§ Directives
1) According to the value iteration post, which algorithm is an example of a sample-based variant of VI?
2) Using the value iteration post, say whether each statement agrees with it, answering yes or no and quoting the deciding words: (a) VI is called one of the fundamental algorithms for planning. (b) The implementation shown performs value iteration using V rather than Q. (c) The training loop ends once delta drops below the threshold.

§ Selected excerpt
--- --- ---

Value Iteration

Posted on 2021-05-03 Edited on 2021-05-04 In RL , DP Views:

Symbols count in article: 1.7k Reading time ≈ 2 mins.

Value Iteration

VI is one of the fundamental algorithms for planning. Many RL algorithms are essentially the sample-based variants of VI (DQN). We directly use the results of fixed points proposition and contraction property of the Bellman operator we proved in Bellman Optimality Equations.

Idea

Starting from \(V_0 \in B(X)\), we compute a sequence of \((V_{k})_{k \geq 0}\) by:

\[V_{k+1} \leftarrow T^{\pi} V_{k}\]

By the contraction property of the Bellman operator and Uniqueness of fixed points proposition :

\[lim_{k \rightarrow \infty} \| V_k - V^{\pi}\|_{\infty} = 0\]

similar for \(Q\):

\[lim_{k \rightarrow \infty} \| Q_k - Q^{\pi}\|_{\infty} = 0\]

Also, if we compute a sequence of \((V_{k})_{k \geq 0}\) by:

\[V_{k+1} \leftarrow T^{*} V_{k}\]

\[Q_{k+1} \leftarrow T^{*} Q_{k}\]

By the contraction property of the Bellman operator and Uniqueness of fixed points proposition, it is guaranteed that

\[lim_{k \rightarrow \infty} \| V_k - V^{*}\|_{\infty} = 0\]

\[lim_{k \rightarrow \infty} \| Q_k - Q^{*}\|_{\infty} = 0\]

After finding \(Q^{*}\), finding optimal policy is straightforward:

\[\pi^{*} (a | x) = argmax_{a \in A} Q^{*} (x, a)\]

algorithm

One generic implementation can be found in intro to RL book:

Implementation

Below is one implementation of Value iteration (using Q):

# part of code from rl-algo.dp
# link: https://github.com/swag1ong/rl-algo

class ValueIter(DpBase):

    def train(self):

        dynamics = self.env.env.P

        while True:

            delta = 0
            # Calculate Q^*, V^* (s) = max_a Q^* (s, a)
            for s in dynamics.keys():
                prev_val = self._val[s].copy()
                curr_val = self._val[s]

                for a in dynamics[s].keys():
                    temp_val = 0

                    for p, s_prime, r, _ in dynamics[s][a]:
                        temp_val = temp_val + p * (r + self.gamma * np.max(self._val[s_prime]))

                    curr_val[a] = temp_val

                curr_delta = np.linalg.norm(np.array(prev_val) - np.array(curr_val))

                if curr_delta > delta:
                    delta = curr_delta

            if delta < self.threshold:
                break

--- --- ---

§ Entries
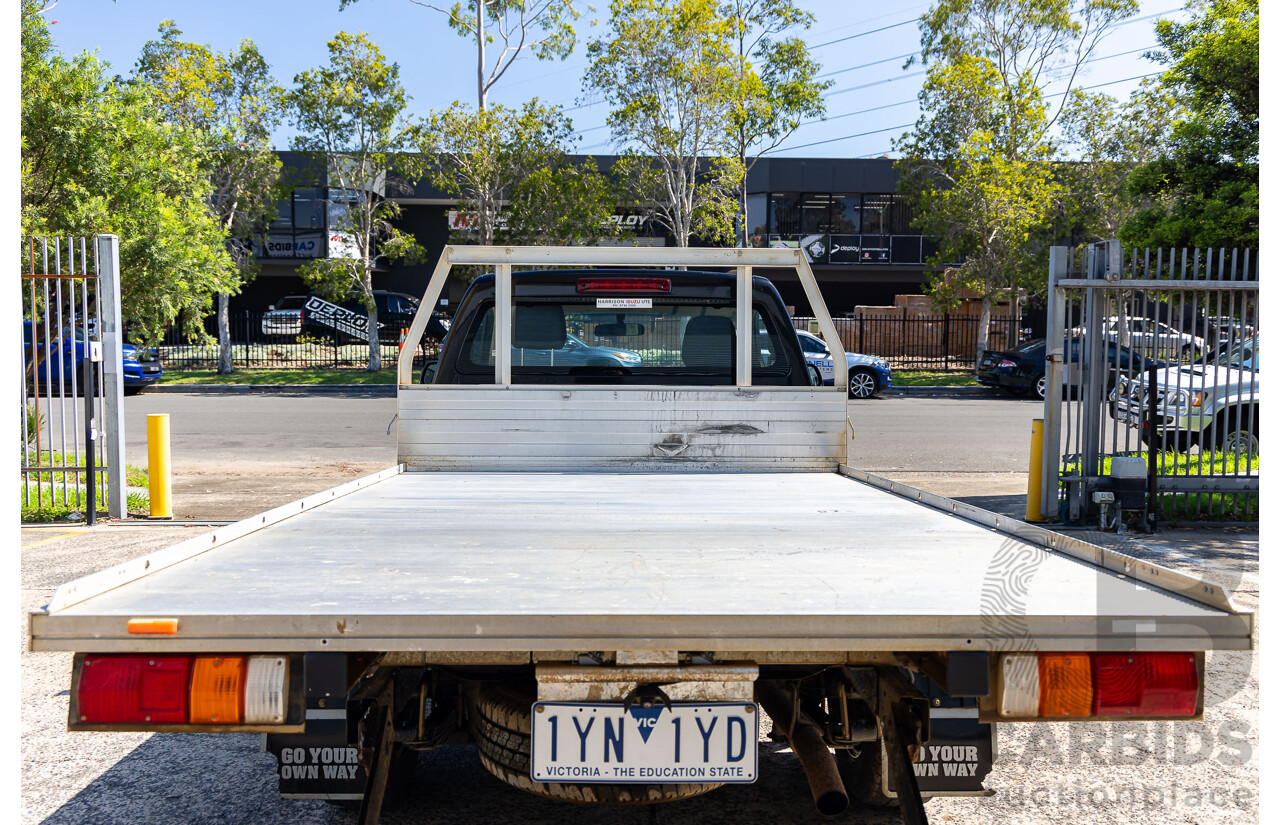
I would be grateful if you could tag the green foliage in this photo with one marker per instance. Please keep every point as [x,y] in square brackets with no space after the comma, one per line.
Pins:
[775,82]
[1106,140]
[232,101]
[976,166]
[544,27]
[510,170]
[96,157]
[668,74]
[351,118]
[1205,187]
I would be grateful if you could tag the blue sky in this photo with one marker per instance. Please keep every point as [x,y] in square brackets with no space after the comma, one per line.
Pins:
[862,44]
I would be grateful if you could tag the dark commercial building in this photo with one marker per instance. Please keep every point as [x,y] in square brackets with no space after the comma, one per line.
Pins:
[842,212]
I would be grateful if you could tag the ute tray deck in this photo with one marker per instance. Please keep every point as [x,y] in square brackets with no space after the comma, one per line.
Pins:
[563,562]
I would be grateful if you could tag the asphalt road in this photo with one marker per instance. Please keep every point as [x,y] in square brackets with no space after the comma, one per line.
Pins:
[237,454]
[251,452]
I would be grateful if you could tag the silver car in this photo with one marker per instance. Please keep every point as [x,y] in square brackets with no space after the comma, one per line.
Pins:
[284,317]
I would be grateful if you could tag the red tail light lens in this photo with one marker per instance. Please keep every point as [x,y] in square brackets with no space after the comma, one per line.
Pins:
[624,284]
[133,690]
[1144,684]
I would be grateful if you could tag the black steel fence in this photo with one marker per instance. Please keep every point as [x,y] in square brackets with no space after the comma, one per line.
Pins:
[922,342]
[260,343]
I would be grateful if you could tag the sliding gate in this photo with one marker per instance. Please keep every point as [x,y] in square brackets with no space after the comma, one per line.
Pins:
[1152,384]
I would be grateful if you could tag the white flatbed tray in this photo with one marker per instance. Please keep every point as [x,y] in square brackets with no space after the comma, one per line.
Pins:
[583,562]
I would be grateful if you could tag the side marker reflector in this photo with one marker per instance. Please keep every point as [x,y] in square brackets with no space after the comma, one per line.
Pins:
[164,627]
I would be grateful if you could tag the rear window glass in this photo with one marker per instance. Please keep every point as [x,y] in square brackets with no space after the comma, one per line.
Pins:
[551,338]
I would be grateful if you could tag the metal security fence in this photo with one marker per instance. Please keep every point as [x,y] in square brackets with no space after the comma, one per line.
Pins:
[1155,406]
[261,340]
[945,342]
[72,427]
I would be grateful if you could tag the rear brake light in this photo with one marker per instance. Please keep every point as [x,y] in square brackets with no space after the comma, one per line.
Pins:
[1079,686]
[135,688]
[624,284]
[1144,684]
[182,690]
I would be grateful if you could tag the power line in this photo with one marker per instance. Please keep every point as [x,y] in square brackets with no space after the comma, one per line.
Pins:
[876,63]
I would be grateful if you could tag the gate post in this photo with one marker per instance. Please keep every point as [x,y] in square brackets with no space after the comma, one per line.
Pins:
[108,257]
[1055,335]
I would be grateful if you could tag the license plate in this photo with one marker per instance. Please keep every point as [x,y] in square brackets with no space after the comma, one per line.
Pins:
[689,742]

--- --- ---

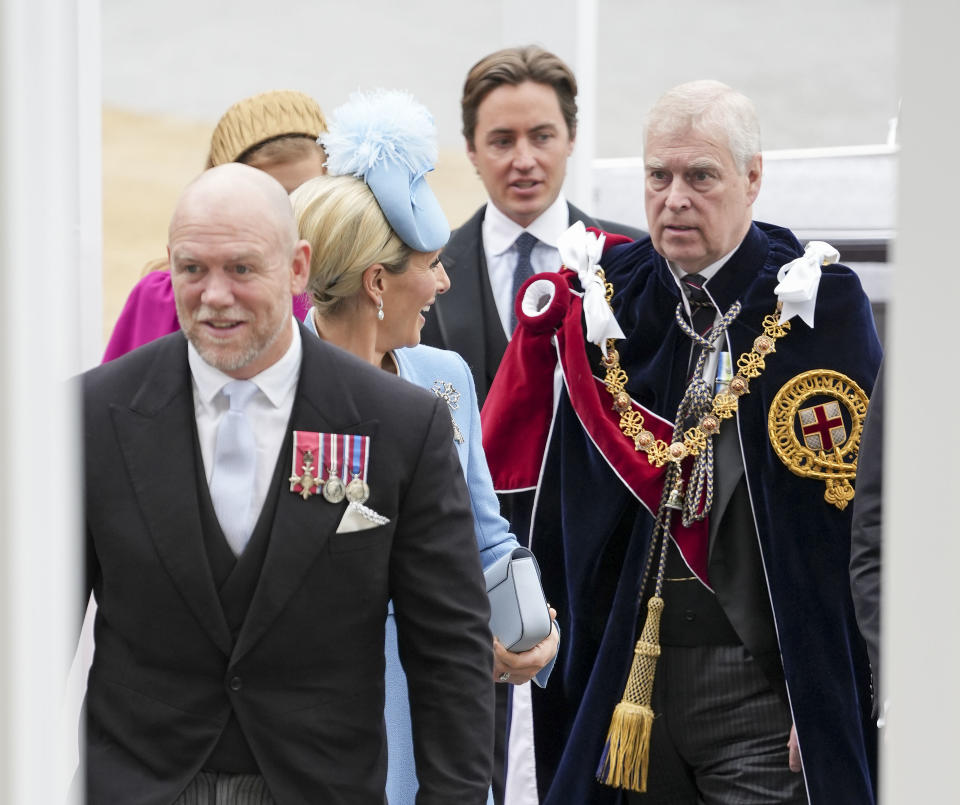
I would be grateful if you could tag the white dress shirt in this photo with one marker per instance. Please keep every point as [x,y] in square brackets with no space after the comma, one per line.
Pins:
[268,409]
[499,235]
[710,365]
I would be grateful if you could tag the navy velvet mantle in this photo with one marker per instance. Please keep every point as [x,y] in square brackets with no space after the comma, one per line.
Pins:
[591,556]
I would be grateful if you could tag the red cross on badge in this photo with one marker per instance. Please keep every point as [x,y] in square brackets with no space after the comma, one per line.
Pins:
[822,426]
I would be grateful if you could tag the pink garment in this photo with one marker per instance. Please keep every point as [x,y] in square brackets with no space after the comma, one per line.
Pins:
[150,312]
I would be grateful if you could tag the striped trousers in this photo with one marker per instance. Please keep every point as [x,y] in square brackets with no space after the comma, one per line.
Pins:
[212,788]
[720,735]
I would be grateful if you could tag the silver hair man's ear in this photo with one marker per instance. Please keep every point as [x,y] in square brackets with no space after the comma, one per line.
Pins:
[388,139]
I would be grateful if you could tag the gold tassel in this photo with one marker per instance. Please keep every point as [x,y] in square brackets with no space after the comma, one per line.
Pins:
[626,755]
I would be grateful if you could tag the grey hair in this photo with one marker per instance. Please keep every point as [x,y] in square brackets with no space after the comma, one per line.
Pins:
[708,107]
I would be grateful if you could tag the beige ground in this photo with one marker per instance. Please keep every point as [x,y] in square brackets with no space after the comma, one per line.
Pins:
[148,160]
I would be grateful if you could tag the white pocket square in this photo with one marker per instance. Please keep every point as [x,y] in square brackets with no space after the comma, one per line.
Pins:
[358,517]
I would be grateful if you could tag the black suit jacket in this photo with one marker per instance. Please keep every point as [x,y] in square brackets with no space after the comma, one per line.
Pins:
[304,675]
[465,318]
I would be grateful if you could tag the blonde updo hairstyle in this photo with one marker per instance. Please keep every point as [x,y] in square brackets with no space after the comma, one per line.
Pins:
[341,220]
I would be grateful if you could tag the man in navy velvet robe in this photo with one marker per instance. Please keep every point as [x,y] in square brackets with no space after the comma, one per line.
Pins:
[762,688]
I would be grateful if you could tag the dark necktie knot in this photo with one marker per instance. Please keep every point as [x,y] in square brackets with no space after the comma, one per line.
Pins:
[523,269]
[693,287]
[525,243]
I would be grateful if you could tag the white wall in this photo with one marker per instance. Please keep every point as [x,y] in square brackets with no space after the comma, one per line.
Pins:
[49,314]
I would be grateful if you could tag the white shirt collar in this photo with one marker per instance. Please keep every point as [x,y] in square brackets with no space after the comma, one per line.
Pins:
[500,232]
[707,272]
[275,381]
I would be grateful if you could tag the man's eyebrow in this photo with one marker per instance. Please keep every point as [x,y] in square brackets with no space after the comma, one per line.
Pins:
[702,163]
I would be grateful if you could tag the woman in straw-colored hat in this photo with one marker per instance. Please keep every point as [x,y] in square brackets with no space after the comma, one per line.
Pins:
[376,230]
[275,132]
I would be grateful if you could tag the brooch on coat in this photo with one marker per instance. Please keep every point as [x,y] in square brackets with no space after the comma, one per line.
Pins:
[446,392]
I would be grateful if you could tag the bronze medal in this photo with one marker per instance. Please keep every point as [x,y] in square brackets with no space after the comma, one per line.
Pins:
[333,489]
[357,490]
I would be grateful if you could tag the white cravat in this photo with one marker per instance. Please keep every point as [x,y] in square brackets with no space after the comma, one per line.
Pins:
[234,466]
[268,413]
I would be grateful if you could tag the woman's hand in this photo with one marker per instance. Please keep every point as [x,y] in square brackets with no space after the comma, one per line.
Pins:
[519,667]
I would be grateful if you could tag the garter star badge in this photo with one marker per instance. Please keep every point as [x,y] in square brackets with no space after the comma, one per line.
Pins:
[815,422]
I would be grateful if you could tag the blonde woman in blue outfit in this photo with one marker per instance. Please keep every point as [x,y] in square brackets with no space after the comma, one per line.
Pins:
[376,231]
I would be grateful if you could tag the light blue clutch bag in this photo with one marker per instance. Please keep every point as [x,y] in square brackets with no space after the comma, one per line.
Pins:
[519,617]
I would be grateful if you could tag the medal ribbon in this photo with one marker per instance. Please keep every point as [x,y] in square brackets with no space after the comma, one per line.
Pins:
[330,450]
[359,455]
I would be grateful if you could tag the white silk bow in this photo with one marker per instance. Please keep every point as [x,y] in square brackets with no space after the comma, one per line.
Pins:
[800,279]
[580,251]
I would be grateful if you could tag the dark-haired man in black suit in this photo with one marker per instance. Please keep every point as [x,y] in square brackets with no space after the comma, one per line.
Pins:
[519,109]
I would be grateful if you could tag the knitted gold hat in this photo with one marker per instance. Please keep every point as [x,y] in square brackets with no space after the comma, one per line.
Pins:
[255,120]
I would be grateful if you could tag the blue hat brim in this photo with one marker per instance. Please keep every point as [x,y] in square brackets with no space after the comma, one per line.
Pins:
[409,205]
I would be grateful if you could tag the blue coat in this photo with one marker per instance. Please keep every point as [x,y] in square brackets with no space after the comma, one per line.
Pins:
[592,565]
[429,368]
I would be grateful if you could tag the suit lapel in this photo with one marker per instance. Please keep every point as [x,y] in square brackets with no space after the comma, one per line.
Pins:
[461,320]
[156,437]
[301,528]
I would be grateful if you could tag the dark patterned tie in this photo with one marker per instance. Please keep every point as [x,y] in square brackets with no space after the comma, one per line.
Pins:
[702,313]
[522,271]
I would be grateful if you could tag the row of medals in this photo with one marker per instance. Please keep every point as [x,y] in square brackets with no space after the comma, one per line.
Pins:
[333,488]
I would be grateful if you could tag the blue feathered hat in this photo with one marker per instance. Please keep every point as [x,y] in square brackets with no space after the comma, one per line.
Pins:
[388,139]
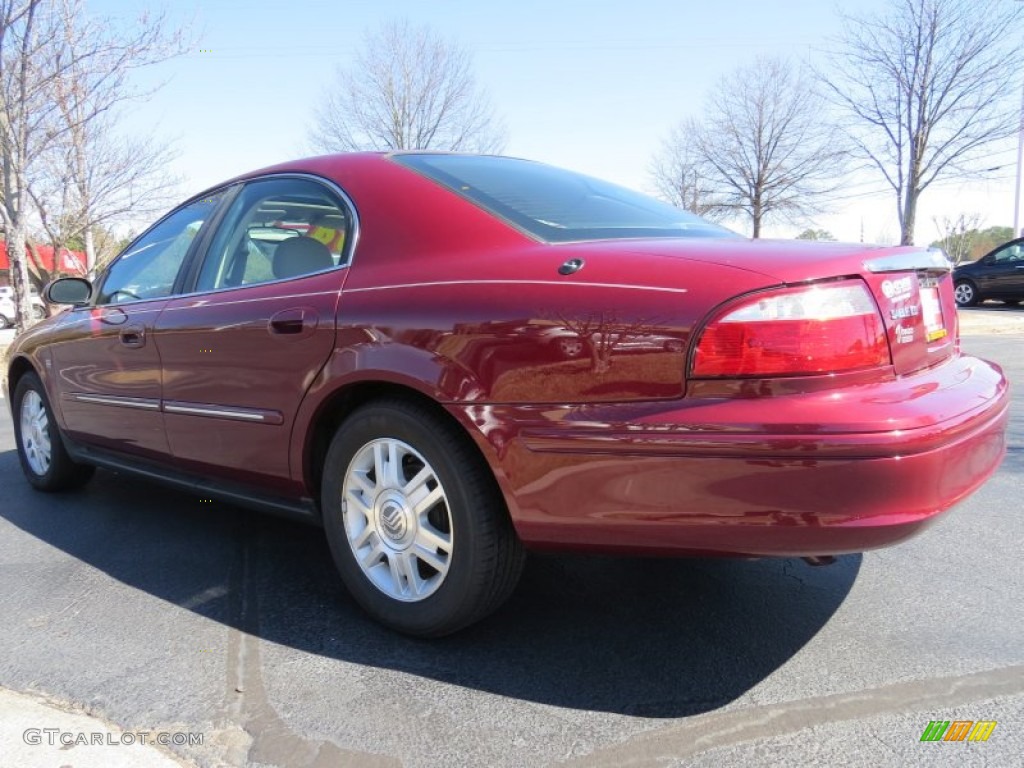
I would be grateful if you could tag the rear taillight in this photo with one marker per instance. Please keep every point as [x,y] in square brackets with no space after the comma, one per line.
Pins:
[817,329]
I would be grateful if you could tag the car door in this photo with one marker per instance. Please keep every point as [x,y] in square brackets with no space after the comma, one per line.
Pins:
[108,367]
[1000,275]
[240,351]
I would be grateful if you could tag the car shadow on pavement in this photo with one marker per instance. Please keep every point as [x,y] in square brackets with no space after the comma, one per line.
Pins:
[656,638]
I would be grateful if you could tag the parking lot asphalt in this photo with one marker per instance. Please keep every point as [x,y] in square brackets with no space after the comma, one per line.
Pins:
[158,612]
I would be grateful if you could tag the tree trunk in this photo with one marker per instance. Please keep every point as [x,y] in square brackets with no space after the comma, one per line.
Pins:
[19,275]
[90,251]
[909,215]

--- --- ---

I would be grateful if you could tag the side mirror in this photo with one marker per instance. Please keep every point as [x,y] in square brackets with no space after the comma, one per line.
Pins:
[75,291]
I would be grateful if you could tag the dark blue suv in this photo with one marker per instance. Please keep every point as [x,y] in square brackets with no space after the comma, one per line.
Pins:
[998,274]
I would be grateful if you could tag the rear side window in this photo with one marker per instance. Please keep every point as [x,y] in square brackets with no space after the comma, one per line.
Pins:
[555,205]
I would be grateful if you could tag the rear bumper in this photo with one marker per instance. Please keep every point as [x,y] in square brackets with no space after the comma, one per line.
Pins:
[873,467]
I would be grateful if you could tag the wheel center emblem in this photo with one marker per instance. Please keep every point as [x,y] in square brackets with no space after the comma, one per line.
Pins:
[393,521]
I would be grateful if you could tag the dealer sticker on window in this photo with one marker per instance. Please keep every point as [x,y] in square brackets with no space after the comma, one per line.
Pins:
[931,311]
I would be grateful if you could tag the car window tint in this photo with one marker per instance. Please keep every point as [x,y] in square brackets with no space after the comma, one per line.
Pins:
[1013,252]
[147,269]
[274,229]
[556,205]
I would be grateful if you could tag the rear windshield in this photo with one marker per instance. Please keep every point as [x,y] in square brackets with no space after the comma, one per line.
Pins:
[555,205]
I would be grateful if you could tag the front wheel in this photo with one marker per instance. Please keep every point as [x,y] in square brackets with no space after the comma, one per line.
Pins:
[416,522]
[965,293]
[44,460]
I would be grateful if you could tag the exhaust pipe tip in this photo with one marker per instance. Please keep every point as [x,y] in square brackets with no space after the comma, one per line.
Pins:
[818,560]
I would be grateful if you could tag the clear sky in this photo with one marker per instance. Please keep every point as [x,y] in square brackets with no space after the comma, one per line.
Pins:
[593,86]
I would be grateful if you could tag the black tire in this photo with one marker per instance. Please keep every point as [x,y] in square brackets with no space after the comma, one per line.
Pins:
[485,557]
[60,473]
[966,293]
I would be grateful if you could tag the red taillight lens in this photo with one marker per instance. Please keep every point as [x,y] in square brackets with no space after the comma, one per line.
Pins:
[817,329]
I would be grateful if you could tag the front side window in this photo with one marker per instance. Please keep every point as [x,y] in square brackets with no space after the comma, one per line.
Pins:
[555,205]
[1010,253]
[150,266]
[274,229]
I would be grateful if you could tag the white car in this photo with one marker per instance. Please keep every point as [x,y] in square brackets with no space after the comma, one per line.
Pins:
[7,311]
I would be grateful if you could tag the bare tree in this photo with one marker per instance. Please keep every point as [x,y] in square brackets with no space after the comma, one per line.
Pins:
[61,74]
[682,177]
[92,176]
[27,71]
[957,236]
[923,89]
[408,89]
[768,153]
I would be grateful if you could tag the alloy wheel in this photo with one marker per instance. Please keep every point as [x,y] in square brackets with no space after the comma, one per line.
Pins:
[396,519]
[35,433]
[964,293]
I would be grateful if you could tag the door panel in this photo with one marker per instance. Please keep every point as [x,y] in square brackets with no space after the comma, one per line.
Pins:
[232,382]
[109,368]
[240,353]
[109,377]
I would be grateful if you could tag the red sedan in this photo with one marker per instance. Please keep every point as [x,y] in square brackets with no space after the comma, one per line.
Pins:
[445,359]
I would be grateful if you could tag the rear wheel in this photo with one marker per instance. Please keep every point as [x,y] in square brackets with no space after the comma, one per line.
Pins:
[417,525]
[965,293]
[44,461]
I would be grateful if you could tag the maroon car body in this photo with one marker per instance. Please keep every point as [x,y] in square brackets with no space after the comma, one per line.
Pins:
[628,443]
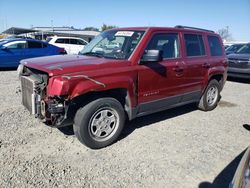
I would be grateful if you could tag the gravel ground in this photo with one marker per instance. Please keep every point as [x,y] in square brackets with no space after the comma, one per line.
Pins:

--- --- ---

§ The responses
1) DQN

2)
(a) Yes: "VI is one of the fundamental algorithms for planning."
(b) No: "Below is one implementation of Value iteration (using Q):"
(c) Yes: "if delta < self.threshold:"